Photo-based referring expression data
◆ ◆ ◆ ◆ ◆ ◆ ◆
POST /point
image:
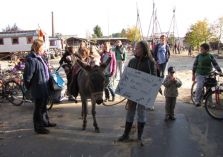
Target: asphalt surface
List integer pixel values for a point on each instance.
(194, 133)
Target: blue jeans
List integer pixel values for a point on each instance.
(200, 83)
(161, 70)
(108, 87)
(141, 112)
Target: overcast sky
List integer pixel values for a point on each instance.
(79, 17)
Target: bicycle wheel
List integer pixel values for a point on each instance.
(214, 104)
(14, 93)
(1, 92)
(193, 89)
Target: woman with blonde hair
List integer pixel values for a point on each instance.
(36, 79)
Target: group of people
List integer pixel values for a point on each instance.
(94, 56)
(36, 77)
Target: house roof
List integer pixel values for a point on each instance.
(19, 33)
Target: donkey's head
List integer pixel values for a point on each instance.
(95, 80)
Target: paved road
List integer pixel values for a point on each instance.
(193, 133)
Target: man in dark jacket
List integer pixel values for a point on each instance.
(36, 79)
(161, 55)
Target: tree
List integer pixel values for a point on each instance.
(123, 33)
(198, 33)
(97, 32)
(217, 30)
(58, 35)
(11, 29)
(133, 34)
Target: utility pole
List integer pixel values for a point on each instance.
◆ ◆ ◆ ◆ ◆ ◆ ◆
- **Your goal**
Transcribe exactly, starting at the line with "Target: tree" and continuing through the last line of the data above; leave out all earlier lines.

- **Output**
Target: tree
List integer pixel values for a point on each instance.
(123, 33)
(198, 33)
(97, 32)
(217, 30)
(58, 35)
(11, 29)
(133, 34)
Target: utility pole
List integer pixel values for a point on each instance.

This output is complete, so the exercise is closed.